------ Selección ------

La infancia del femicidio.

A la muerte de las niñas y los niños 
como como herramienta de venganza 
se le llama femicidio vinculado.
Las pesadillas de la infancia que vio morir a su madre a golpes 
en manos de su padre no tienen nombre. 
El terror con el que crecerá no tiene alivio.




A la muerte de las niñas y los niños como como herramienta de venganza se le llama femicidio vinculado. Las pesadillas de la infancia que vio morir a su madre a golpes en manos de su padre no tienen nombre. El terror con el que crecerá no tiene alivio. Los que todavía estaban en la panza de su madre cuando la asesinaron murieron con ella. En algún caso lograron nacer. ¿Tiene nombre el potencial transcurso de esa vida? La infancia que se quedó sola, con madre asesinada y padre preso o suicidado lleva la carga de su historia sobre las espaldas. Su referencia de familia será la tragedia. Habrá puesto a la madre en el lugar del martirio. Y habrá destituido al padre de su rol legendario. A todas las madres y todos los padres, en su abstracción.

------

- En qué consiste
Transcribe completa la selección sobre el femicidio vinculado, sin alterar nada. Trabaja solo con la selección.

------ Líneas extraídas ------

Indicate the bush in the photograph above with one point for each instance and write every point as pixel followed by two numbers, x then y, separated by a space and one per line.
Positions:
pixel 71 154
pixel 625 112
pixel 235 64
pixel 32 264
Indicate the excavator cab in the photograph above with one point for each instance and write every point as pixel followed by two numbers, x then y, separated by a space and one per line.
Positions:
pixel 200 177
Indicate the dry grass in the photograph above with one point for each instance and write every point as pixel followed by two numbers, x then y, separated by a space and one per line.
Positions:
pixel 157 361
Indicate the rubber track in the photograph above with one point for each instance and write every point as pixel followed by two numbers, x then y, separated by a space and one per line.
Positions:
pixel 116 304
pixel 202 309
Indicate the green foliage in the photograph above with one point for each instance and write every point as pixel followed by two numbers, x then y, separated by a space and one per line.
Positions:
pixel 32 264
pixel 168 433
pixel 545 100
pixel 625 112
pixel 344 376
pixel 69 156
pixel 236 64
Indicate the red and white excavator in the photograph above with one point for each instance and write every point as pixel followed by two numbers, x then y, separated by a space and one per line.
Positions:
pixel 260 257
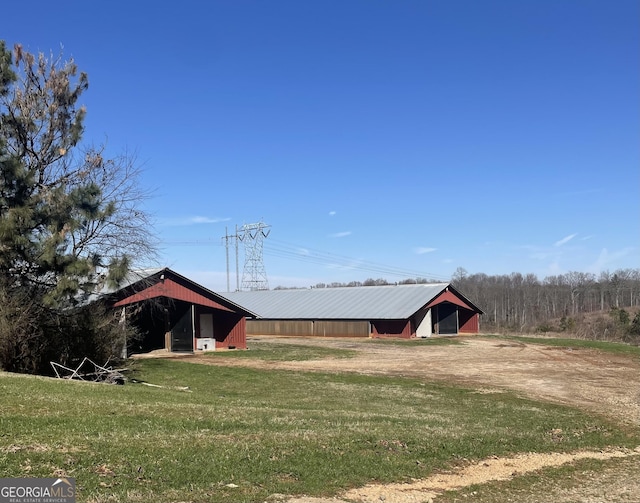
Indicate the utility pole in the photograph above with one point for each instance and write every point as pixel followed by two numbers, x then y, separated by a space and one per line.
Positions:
pixel 237 271
pixel 226 245
pixel 254 276
pixel 226 239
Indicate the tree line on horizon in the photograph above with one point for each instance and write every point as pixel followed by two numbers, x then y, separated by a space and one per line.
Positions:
pixel 592 306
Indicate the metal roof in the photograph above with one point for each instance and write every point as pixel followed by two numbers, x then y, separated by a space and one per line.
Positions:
pixel 346 303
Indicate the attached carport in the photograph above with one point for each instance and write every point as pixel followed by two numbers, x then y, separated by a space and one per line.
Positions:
pixel 173 313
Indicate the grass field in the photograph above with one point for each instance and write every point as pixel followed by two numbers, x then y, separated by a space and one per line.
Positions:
pixel 241 435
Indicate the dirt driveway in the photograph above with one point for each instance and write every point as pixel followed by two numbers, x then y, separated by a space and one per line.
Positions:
pixel 602 383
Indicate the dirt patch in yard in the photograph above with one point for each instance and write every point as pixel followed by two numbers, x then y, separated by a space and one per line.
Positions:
pixel 602 383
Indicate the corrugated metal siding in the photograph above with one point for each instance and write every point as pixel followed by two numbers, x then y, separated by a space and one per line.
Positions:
pixel 469 322
pixel 391 328
pixel 449 296
pixel 309 328
pixel 236 336
pixel 280 327
pixel 341 328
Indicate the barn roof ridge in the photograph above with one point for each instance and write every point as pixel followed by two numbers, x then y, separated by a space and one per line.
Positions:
pixel 347 303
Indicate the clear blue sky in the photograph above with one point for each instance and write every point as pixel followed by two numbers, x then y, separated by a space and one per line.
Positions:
pixel 374 137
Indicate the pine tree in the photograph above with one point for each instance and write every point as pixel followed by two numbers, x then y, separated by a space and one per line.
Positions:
pixel 69 217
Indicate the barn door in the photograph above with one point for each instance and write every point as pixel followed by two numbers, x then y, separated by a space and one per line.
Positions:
pixel 182 332
pixel 447 319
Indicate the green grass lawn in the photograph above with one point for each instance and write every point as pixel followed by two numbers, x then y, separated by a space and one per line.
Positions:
pixel 240 435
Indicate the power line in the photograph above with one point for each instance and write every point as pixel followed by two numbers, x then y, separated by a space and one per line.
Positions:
pixel 305 254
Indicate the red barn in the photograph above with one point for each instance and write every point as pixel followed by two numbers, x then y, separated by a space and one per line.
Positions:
pixel 402 311
pixel 176 314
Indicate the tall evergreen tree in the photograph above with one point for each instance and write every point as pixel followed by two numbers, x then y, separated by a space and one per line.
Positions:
pixel 69 217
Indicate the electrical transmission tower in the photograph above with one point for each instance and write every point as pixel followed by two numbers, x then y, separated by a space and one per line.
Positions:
pixel 254 276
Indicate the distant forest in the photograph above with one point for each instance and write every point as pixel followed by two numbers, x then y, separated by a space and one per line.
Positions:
pixel 604 306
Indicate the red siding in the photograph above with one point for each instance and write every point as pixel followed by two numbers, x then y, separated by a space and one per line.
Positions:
pixel 448 296
pixel 469 322
pixel 236 336
pixel 171 289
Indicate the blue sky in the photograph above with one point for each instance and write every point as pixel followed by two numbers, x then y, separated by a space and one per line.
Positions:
pixel 383 139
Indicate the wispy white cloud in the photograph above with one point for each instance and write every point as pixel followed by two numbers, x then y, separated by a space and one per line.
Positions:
pixel 422 250
pixel 608 259
pixel 565 240
pixel 192 220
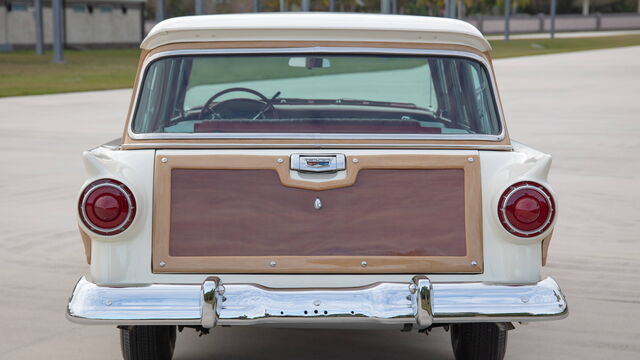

------

- La respuesta
La infancia del femicidio.

A la muerte de las niñas y los niños 
como como herramienta de venganza 
se le llama femicidio vinculado.
Las pesadillas de la infancia que vio morir a su madre a golpes 
en manos de su padre no tienen nombre. 
El terror con el que crecerá no tiene alivio.




A la muerte de las niñas y los niños como como herramienta de venganza se le llama femicidio vinculado. Las pesadillas de la infancia que vio morir a su madre a golpes en manos de su padre no tienen nombre. El terror con el que crecerá no tiene alivio. Los que todavía estaban en la panza de su madre cuando la asesinaron murieron con ella. En algún caso lograron nacer. ¿Tiene nombre el potencial transcurso de esa vida? La infancia que se quedó sola, con madre asesinada y padre preso o suicidado lleva la carga de su historia sobre las espaldas. Su referencia de familia será la tragedia. Habrá puesto a la madre en el lugar del martirio. Y habrá destituido al padre de su rol legendario. A todas las madres y todos los padres, en su abstracción.